This exercise requires every record to be repeated exactly.

Extracted records:
========================================
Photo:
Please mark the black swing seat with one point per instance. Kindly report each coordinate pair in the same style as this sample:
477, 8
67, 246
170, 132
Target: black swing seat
========================================
* **Problem solution**
Photo:
Please mark the black swing seat with one point per instance. Kindly report each coordinate pair in the same style as this sample:
477, 8
67, 246
170, 132
Target: black swing seat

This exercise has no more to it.